__Problem statement__
From the listing that follows, output everything exactly except the pictures.
Available records section start
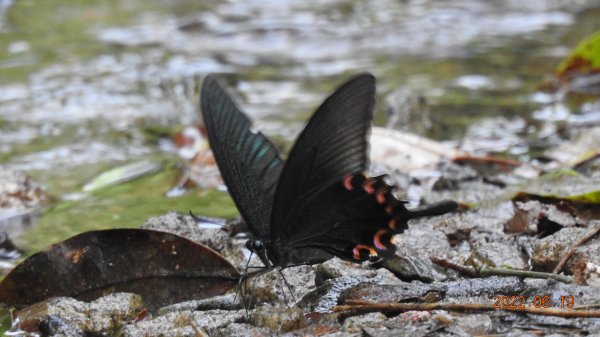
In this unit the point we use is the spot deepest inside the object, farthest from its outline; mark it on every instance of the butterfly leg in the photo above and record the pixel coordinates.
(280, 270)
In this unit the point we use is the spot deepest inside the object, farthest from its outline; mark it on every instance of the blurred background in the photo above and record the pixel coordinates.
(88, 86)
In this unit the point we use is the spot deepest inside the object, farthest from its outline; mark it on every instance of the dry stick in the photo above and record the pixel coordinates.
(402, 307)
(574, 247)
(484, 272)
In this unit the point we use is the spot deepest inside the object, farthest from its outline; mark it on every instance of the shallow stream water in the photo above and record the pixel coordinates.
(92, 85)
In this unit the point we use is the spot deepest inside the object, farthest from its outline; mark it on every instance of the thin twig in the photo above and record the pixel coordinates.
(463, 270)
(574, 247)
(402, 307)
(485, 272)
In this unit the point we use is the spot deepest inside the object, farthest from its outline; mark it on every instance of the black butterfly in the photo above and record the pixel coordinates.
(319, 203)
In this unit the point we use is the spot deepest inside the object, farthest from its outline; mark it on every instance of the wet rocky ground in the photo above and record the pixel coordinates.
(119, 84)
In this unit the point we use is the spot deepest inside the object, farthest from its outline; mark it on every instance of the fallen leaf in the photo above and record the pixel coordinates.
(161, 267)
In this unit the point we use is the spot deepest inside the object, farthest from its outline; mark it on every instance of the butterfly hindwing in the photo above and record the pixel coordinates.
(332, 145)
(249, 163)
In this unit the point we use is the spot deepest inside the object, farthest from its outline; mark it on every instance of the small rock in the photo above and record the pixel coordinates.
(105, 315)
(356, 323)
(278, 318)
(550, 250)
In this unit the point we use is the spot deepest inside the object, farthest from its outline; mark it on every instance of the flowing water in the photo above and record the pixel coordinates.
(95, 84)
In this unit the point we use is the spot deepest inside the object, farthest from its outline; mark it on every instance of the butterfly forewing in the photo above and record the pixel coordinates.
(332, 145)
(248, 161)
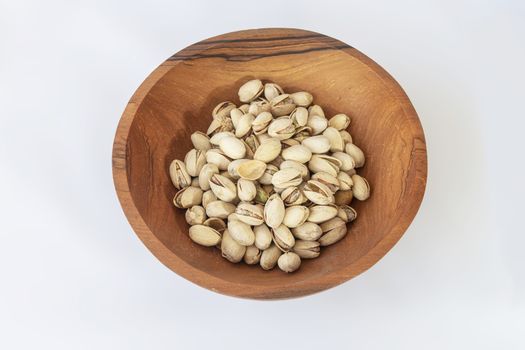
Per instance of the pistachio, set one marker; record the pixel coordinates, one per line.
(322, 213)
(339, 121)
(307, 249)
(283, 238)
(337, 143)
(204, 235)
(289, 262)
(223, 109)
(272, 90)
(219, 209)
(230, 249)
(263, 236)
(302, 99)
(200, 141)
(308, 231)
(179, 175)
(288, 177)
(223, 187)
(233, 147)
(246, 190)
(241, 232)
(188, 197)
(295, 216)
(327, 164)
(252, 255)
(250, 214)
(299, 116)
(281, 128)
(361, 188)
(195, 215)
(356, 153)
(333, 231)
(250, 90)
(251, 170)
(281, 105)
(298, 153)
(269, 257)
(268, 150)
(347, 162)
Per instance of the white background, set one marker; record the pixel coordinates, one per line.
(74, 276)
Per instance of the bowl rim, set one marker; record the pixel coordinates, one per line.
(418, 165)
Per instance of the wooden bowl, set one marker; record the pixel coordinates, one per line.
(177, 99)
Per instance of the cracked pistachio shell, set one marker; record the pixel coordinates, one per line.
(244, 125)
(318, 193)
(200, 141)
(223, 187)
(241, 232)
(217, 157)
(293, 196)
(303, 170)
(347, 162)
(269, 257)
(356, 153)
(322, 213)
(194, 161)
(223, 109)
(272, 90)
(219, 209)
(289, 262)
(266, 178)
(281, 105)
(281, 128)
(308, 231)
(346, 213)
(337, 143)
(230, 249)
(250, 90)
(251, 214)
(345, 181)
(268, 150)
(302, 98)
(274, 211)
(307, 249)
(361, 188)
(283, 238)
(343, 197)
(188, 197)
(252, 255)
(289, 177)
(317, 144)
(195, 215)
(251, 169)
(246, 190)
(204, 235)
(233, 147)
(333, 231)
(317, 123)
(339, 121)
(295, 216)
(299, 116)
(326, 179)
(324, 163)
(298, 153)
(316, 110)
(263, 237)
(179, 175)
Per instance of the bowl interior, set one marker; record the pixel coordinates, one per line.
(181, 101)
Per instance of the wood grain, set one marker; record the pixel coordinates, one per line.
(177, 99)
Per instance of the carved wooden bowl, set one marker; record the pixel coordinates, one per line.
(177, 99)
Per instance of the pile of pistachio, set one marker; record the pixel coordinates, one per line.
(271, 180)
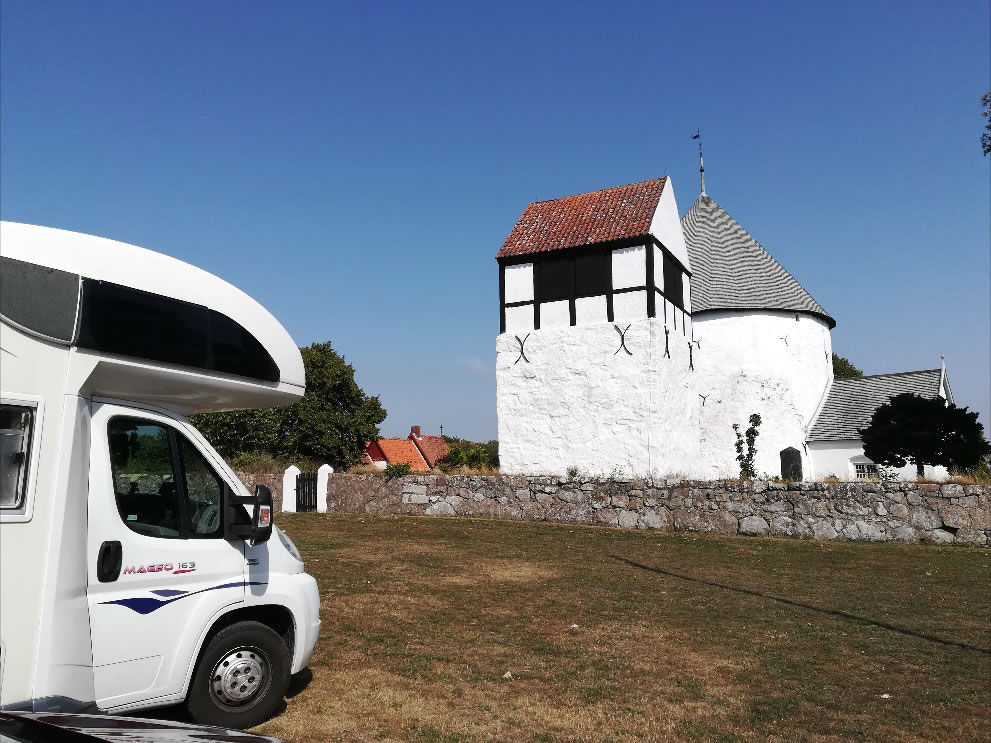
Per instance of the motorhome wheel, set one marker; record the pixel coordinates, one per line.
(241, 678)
Available records section end
__Exercise output__
In this unit the point we use is the spot deepest inside the object, farthest from its outline; mark it on every instance of the butterfly leg in the photo above and record the pixel coordinates.
(280, 270)
In this unit the point we use is the spot deepest inside the object, farthest from its outline; mark it on every instance of the blurred background in the photo above and record the pixel coordinates.
(88, 86)
In this unit the point we use is the spot deepest inside the object, farthest from its outline; mark it on every instance of the dry stick in the photo above and record the pixel coordinates.
(402, 307)
(574, 247)
(484, 272)
In this unit the point we use is the spot deepest inside the object, farthest from its outline; mark it on every instance of the shallow stream water in the photo above and record the pixel coordinates.
(92, 85)
In this unit the point we use is the spot deepest inside the object, farthest from its outline; mark it on every instance of the thin twig in the photo above and record the pixel coordinates.
(463, 270)
(574, 247)
(402, 307)
(485, 272)
In this unit the point we use is the spot deepest inside the object, farthest from its outline; mark it on every instance of the black butterfly in the photo above and record the pixel coordinates.
(319, 203)
In this unit the point we use is the spot deepest inside the object, farthest from its outline; mark it on every instance of the wet rocky ground in the photo above and record the pixel coordinates.
(119, 84)
In this unit the point we use is the spot deepest inside the object, farthest from its outline; mark it on every instance of the fallen leaf in the photo above and record the pixel coordinates.
(161, 267)
In this unit the point we use is the spot deepest inside the object, farthest from its outline; mark it on every instance of the butterfly hindwing in the photo above and record the pixel coordinates.
(332, 145)
(249, 163)
In this unit the point we use is the spot deepest inside the object, farthest from its outline; mark it on every instance of the small rock in the photo above and record the pixel coordinates.
(105, 315)
(356, 323)
(278, 318)
(550, 250)
In this unit the point we use is the spot deepest inside the object, farthest from its outline; mark it on every instance of the flowing water in the photo above and record the pixel coordinates.
(95, 84)
In this unit the point we use is the spot deepest inside the object, farthest from its outline; mark it on every instance of the butterfly forewing in the photo above and record the pixel coordinates.
(332, 145)
(248, 161)
Per instance of the pistachio, set one marker; record the pixel coordinates, one per line.
(322, 213)
(339, 121)
(307, 249)
(283, 238)
(337, 143)
(204, 235)
(289, 262)
(223, 109)
(272, 90)
(219, 209)
(230, 249)
(263, 236)
(302, 99)
(200, 141)
(308, 231)
(179, 175)
(288, 177)
(223, 187)
(233, 147)
(246, 190)
(241, 232)
(188, 197)
(295, 216)
(327, 164)
(252, 255)
(250, 214)
(299, 116)
(281, 128)
(361, 188)
(195, 215)
(356, 153)
(333, 231)
(250, 90)
(251, 170)
(281, 105)
(298, 153)
(269, 257)
(268, 150)
(347, 162)
Per instance of the white background, set one marker; record the pixel coordinates, one per line.
(74, 276)
Per instance of the bowl rim, set one marker; record the pixel coordinates, one per line.
(418, 165)
Per instance of the wooden bowl, set one marker; record the pixel coordinates, one per line.
(177, 99)
Per instance of the cracked pistachio shell, set one marker; record the pixel coordinates, one per line.
(244, 125)
(318, 193)
(200, 141)
(223, 187)
(241, 232)
(217, 157)
(293, 196)
(303, 170)
(347, 162)
(269, 257)
(356, 153)
(322, 213)
(194, 161)
(223, 109)
(272, 90)
(219, 209)
(289, 262)
(266, 178)
(281, 105)
(281, 128)
(308, 231)
(346, 213)
(337, 143)
(230, 249)
(250, 90)
(251, 214)
(345, 181)
(268, 150)
(302, 98)
(274, 211)
(307, 249)
(361, 188)
(283, 238)
(343, 197)
(188, 197)
(252, 255)
(289, 177)
(317, 144)
(195, 215)
(251, 169)
(246, 190)
(204, 235)
(233, 147)
(333, 231)
(317, 123)
(339, 121)
(295, 216)
(299, 116)
(326, 179)
(324, 163)
(298, 153)
(316, 110)
(263, 237)
(179, 175)
Per instance of the bowl interior, set one marker; record the pixel coordinates, one per line.
(181, 101)
Per instance of the wood grain, set one marker; record the pixel coordinates, one per line.
(177, 99)
Per instance of the carved wooden bowl, set one marker; record the pixel coordinates, one per line.
(177, 99)
Per instance of the pile of pistachio, set one marker; record the pixel coordinates, one per line.
(271, 180)
Per instance of the motorhome wheel, set one marker; record the pixel coordinates, one per line.
(241, 678)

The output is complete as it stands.